**WHAT IS BEING ASKED**:
Using the court opinion below, decide whether each statement agrees with it: (a) the parties separated after more than two years of marriage; (b) the documents handed to the court carried both parties' signatures; (c) the respondent filed the dissolution petition in February 1999. Answer yes or no for each, quoting the words of the opinion that settle it.

**SOURCE EXCERPT**:

= = = = = = =

This opinion will be unpublished and
may not be cited except as provided by
Minn. Stat. § 480A.08, subd. 3 (2002).
STATE OF MINNESOTA
IN COURT OF APPEALS
Lynette Lahr Klein,
n/k/a Lynette Lahr,
Jason Lee Klein,
Reversed and remanded.
Stearns County District Court
File No. F1-99-459
Gerald W. Von Korff, John J. Meuers, Rinke-Noonan, P.O. Box 1497, St. Cloud, MN 56302-1497 (for respondent)
David W. Buchin, Buchin Law Office, 16 North Ninth Avenue, St. Cloud, MN 56303 (for appellant)
Considered and decided by Randall, Presiding Judge; Minge, Judge; and Hudson, Judge.
Appellant challenges the district court’s refusal to modify or eliminate his spousal maintenance obligation. Although we do not agree with appellant’s contention that the award was due to clerical error, we do conclude the district court’s findings were not sufficient to support an award of permanent spousal maintenance. Thus, we reverse and remand.
Appellant Jason Klein and respondent Lynette Lahr were married in May of 1996. The parties separated after less than a year of marriage. They have two minor children, born in October 1995 and October 1996. Respondent filed a petition for dissolution of the marriage in February 1999.
The parties proceeded through their dissolution pro se. On March 19, 1999, the parties both appeared, without counsel, at a dissolution hearing in district court. The parties presented the court with two hand-prepared documents; a marital termination agreement (MTA) and a document entitled “Findings of Fact, Conclusions of Law, Order for Judgment, and Judgment and Decree” (decree). Both were form, fill-in-the-blanks-style documents that the parties had completed themselves and presented for the court to sign. Neither document, as presented to the court, contained the parties’ signatures. The district court acknowledged the lack of a signature page, but because the parties agreed on the record that the documents contained their entire agreement, the court signed the findings of fact and those findings became the decree. The record does not indicate that the district court went through the two documents line by line with the parties to verify that the documents contained what “they thought” it contained.

= = = = = = =

Lines of data:

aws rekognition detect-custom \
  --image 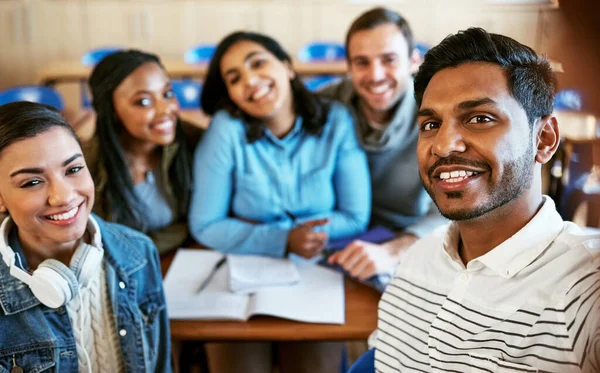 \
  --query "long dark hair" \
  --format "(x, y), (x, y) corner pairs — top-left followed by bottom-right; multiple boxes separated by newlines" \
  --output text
(0, 101), (81, 153)
(200, 31), (330, 142)
(90, 50), (192, 231)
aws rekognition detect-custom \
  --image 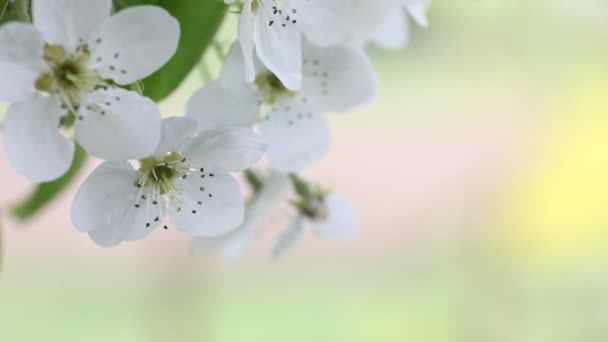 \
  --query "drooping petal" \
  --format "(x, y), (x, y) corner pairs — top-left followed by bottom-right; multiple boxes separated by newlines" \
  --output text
(32, 0), (112, 51)
(75, 88), (161, 160)
(302, 42), (378, 112)
(260, 102), (331, 172)
(315, 196), (358, 240)
(272, 216), (304, 259)
(170, 174), (245, 237)
(89, 6), (180, 85)
(371, 8), (410, 50)
(253, 1), (302, 90)
(154, 117), (198, 159)
(4, 96), (74, 182)
(219, 42), (249, 90)
(238, 0), (255, 83)
(0, 23), (46, 102)
(182, 128), (266, 174)
(186, 81), (260, 130)
(71, 162), (160, 247)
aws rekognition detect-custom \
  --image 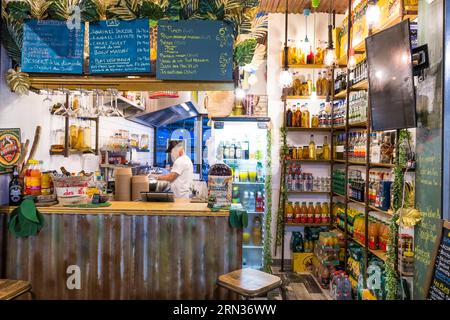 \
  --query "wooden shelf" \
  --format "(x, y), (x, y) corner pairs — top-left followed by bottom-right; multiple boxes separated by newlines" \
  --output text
(368, 206), (394, 216)
(281, 96), (327, 100)
(285, 223), (330, 227)
(351, 79), (369, 90)
(30, 74), (234, 91)
(286, 159), (331, 164)
(333, 125), (345, 131)
(288, 64), (329, 69)
(334, 90), (347, 99)
(286, 127), (331, 132)
(348, 198), (366, 206)
(348, 121), (367, 128)
(333, 192), (345, 198)
(287, 191), (330, 195)
(369, 249), (387, 262)
(370, 163), (395, 169)
(348, 161), (366, 166)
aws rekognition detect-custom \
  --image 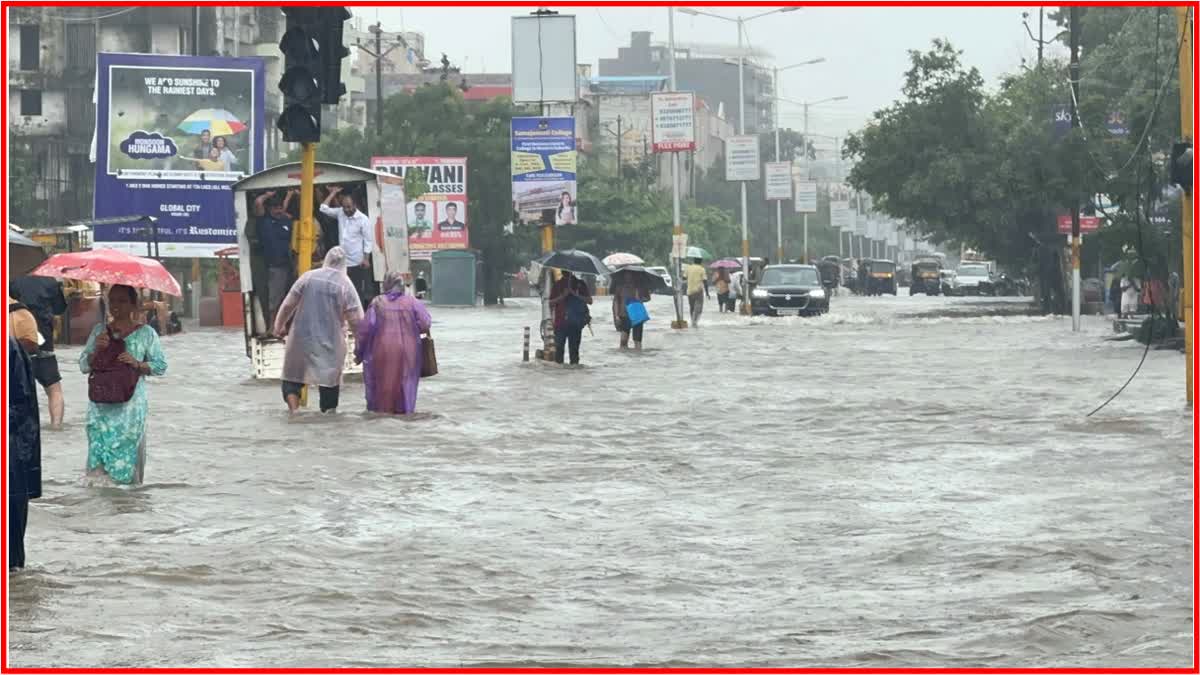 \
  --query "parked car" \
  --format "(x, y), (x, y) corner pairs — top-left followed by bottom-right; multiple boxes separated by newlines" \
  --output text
(954, 261), (996, 295)
(750, 264), (829, 316)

= = = = = = =

**SOLUTION FOR THIS PROBLEM**:
(a) No: "The parties separated after less than a year of marriage."
(b) No: "Neither document, as presented to the court, contained the parties’ signatures."
(c) Yes: "Respondent filed a petition for dissolution of the marriage in February 1999."